[Pointing entries for labeled objects]
━━━━━━

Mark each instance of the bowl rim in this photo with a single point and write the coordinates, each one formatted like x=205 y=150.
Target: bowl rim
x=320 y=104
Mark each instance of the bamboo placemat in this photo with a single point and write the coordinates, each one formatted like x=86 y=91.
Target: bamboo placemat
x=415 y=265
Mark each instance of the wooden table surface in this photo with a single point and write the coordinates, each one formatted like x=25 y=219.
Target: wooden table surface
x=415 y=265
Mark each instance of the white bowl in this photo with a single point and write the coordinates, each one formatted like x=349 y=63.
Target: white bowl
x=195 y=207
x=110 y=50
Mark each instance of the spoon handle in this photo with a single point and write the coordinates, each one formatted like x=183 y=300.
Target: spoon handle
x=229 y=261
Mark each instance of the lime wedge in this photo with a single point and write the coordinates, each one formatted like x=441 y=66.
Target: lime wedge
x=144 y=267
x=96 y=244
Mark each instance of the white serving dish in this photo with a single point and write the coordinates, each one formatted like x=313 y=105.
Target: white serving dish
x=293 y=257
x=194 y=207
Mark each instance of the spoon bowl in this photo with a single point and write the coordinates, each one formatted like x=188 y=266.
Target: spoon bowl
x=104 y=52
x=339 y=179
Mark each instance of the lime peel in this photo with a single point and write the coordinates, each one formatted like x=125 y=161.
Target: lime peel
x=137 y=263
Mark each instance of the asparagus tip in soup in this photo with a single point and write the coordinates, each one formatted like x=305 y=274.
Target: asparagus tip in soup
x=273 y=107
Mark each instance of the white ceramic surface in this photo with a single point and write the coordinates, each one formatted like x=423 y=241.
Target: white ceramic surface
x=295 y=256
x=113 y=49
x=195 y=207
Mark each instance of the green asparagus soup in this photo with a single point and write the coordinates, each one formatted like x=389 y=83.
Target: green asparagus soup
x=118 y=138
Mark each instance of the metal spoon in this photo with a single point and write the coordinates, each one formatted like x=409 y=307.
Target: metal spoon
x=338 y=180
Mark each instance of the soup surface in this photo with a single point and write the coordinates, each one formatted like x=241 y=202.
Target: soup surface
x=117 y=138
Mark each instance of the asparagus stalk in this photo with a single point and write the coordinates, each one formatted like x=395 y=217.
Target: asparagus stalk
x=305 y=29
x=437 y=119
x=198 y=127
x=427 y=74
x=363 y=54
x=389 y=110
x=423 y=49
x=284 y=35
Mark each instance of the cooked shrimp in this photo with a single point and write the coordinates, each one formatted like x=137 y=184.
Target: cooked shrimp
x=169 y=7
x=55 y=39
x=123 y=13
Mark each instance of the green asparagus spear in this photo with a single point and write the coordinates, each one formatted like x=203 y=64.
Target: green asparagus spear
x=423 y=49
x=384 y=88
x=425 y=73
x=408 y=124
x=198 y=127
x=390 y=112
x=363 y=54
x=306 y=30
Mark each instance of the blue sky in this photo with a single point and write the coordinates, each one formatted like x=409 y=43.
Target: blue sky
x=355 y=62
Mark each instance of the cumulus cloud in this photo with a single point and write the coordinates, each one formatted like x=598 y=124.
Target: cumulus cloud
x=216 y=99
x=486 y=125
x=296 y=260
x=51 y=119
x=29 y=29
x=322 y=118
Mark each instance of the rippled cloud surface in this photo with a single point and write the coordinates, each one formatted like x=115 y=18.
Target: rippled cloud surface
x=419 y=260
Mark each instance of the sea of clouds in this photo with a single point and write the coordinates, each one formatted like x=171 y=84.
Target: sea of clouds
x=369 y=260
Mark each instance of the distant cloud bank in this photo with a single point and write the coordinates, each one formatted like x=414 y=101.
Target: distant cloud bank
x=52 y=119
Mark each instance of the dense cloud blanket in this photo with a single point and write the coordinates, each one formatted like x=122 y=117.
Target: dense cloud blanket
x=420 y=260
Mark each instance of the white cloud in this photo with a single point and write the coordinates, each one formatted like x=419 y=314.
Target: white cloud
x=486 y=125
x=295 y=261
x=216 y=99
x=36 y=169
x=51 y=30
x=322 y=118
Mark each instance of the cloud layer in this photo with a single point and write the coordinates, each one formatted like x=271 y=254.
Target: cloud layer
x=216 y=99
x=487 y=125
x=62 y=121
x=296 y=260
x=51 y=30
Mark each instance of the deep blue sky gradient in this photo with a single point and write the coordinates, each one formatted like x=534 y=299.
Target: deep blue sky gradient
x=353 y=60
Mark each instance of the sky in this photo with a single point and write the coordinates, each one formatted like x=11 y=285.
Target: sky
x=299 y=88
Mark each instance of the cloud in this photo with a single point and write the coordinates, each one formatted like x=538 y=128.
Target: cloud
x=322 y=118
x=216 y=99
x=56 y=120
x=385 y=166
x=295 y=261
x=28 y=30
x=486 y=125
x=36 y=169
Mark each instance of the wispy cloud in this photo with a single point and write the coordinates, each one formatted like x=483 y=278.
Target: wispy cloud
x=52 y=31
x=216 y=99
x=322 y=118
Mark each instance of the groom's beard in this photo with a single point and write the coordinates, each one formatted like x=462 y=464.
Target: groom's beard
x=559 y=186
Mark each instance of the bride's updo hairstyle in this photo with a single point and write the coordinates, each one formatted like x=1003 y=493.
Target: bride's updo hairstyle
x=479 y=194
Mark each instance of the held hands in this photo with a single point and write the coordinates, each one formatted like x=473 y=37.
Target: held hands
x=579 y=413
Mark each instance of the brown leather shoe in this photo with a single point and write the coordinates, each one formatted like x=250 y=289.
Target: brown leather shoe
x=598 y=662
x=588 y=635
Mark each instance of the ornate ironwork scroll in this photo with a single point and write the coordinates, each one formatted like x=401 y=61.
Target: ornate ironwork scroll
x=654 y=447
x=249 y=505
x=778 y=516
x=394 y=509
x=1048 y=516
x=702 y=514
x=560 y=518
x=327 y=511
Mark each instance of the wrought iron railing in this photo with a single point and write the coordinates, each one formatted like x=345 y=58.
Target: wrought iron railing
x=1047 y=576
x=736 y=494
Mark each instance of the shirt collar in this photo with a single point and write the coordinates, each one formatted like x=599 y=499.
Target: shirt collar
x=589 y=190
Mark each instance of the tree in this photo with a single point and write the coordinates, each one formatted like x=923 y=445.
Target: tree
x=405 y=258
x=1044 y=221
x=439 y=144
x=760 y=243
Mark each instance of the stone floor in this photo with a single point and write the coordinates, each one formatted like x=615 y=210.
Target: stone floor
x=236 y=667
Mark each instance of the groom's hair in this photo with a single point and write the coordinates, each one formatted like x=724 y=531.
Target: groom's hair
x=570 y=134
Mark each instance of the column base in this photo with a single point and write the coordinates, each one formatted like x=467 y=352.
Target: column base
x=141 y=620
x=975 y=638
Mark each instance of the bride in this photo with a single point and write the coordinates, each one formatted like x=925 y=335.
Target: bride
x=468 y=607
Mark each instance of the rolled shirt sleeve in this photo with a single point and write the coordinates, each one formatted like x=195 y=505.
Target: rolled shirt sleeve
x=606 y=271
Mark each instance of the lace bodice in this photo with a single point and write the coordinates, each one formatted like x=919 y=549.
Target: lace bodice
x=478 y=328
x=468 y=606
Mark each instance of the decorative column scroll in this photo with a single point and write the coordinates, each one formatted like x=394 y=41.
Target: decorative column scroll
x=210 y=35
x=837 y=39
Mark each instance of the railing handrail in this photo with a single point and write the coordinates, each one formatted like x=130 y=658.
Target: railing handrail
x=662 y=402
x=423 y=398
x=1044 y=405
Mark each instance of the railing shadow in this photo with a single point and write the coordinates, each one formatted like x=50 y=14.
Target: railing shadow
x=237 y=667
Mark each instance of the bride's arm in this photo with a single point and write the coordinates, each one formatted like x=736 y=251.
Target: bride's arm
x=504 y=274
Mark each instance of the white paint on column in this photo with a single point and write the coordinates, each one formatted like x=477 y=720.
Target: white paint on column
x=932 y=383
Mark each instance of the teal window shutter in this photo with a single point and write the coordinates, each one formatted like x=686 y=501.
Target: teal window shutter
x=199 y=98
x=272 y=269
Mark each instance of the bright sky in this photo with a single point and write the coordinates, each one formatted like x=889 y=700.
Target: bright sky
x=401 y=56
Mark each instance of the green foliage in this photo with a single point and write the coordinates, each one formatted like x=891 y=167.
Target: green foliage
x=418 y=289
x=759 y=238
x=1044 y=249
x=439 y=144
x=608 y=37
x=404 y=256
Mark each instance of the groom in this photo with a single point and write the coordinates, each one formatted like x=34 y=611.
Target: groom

━━━━━━

Reproduce the data above verbatim, starting at the line that contains "Mark each instance of the wrought" and stopping after the line that contains "x=760 y=243".

Mark each instance of the wrought iron railing in this photo with a single point and write the coordinates, each one formatted like x=345 y=58.
Target: wrought iron railing
x=1047 y=576
x=736 y=494
Mark each instance of the shirt collar in this photo with a single point and write the coordinates, each one formatted like x=599 y=499.
Target: shirt collar
x=589 y=190
Mark each instance of the tree in this photo with a single point and write the coordinates, each one formatted like x=923 y=445.
Target: tree
x=405 y=258
x=1044 y=221
x=439 y=144
x=760 y=243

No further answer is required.